## [Text segment]
=== Begin Enclosure ===

ORLANDO — An innovative tool can predict the risk of tumor progression or death within 5 years for men with prostate cancer, the physician who developed the technique said at a symposium on prostate cancer sponsored by the American Society of Clinical Oncology.

In the model, high levels of androgen receptor, as measured by quantitative immunofluorescence staining in prostate tissue from men who had radical prostatectomy, correlated with less time to clinical failure, said Dr. Michael J. Donovan of Aureon Laboratories Inc., Yonkers, N.Y.

“This tool is the first to measure the amount of androgen receptor protein present in a single cancer cell. Androgen receptors are proteins present in normal as well as cancerous prostate cells, and play a role in prostate cancer progression by acting as binding sites for the androgens that fuel cancer growth,” he said at the symposium, cosponsored by the Society of Urologic Oncology and the American Society for Therapeutic Radiology and Oncology.

Applied to tissue samples from 881 men who had surgery at Memorial Sloan-Kettering Cancer Center, New York, in 1985–2003, the tool was 84% accurate in predicting time to clinical progression and spread of prostate cancer within 5 years. The risk of progression rose as the level of androgen receptors in a single prostate cancer cell increased. The tool incorporates the patient's clinical features, including biopsy and prostatectomy Gleason grade, lymph node status, and seminal vesicle invasion.

A sample of the patient's prostate tissue is stained with a multiplex immunofluorescent assay to highlight androgen receptor antibodies and other antibodies, which are then analyzed with special software to predict the likelihood of clinical failure within 5 years. A relative risk number is also generated, Dr. Donovan said.

=== End Enclosure ===

## [Source information]
=== Begin Enclosure ===

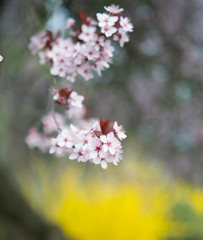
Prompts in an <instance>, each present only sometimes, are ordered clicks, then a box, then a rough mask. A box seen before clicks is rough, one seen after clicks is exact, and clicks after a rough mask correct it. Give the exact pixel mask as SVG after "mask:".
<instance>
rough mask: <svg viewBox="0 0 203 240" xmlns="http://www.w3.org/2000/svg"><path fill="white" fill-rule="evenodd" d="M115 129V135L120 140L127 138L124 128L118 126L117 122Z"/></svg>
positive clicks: (113, 127) (115, 123)
mask: <svg viewBox="0 0 203 240" xmlns="http://www.w3.org/2000/svg"><path fill="white" fill-rule="evenodd" d="M113 128H114V130H115V134H116V135H117V136H118V138H119V139H120V140H122V139H125V138H126V137H127V136H126V134H125V132H124V131H123V127H122V126H118V123H117V122H115V123H114V125H113Z"/></svg>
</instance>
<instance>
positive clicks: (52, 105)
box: [52, 100, 61, 132]
mask: <svg viewBox="0 0 203 240" xmlns="http://www.w3.org/2000/svg"><path fill="white" fill-rule="evenodd" d="M52 116H53V119H54V122H55V124H56V126H57V130H58V131H59V132H61V128H60V126H59V124H58V122H57V120H56V115H55V104H54V100H52Z"/></svg>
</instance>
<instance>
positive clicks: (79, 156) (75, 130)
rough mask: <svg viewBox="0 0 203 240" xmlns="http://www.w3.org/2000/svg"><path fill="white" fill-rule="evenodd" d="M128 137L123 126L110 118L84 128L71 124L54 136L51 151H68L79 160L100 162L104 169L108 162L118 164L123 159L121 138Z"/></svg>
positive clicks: (92, 124)
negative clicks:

=== End Enclosure ===

## [Task goal]
Copy out the entire prostate cancer prediction tool article above, word for word.

## [Solution for this exercise]
ORLANDO — An innovative tool can predict the risk of tumor progression or death within 5 years for men with prostate cancer, the physician who developed the technique said at a symposium on prostate cancer sponsored by the American Society of Clinical Oncology.

In the model, high levels of androgen receptor, as measured by quantitative immunofluorescence staining in prostate tissue from men who had radical prostatectomy, correlated with less time to clinical failure, said Dr. Michael J. Donovan of Aureon Laboratories Inc., Yonkers, N.Y.

“This tool is the first to measure the amount of androgen receptor protein present in a single cancer cell. Androgen receptors are proteins present in normal as well as cancerous prostate cells, and play a role in prostate cancer progression by acting as binding sites for the androgens that fuel cancer growth,” he said at the symposium, cosponsored by the Society of Urologic Oncology and the American Society for Therapeutic Radiology and Oncology.

Applied to tissue samples from 881 men who had surgery at Memorial Sloan-Kettering Cancer Center, New York, in 1985–2003, the tool was 84% accurate in predicting time to clinical progression and spread of prostate cancer within 5 years. The risk of progression rose as the level of androgen receptors in a single prostate cancer cell increased. The tool incorporates the patient's clinical features, including biopsy and prostatectomy Gleason grade, lymph node status, and seminal vesicle invasion.

A sample of the patient's prostate tissue is stained with a multiplex immunofluorescent assay to highlight androgen receptor antibodies and other antibodies, which are then analyzed with special software to predict the likelihood of clinical failure within 5 years. A relative risk number is also generated, Dr. Donovan said.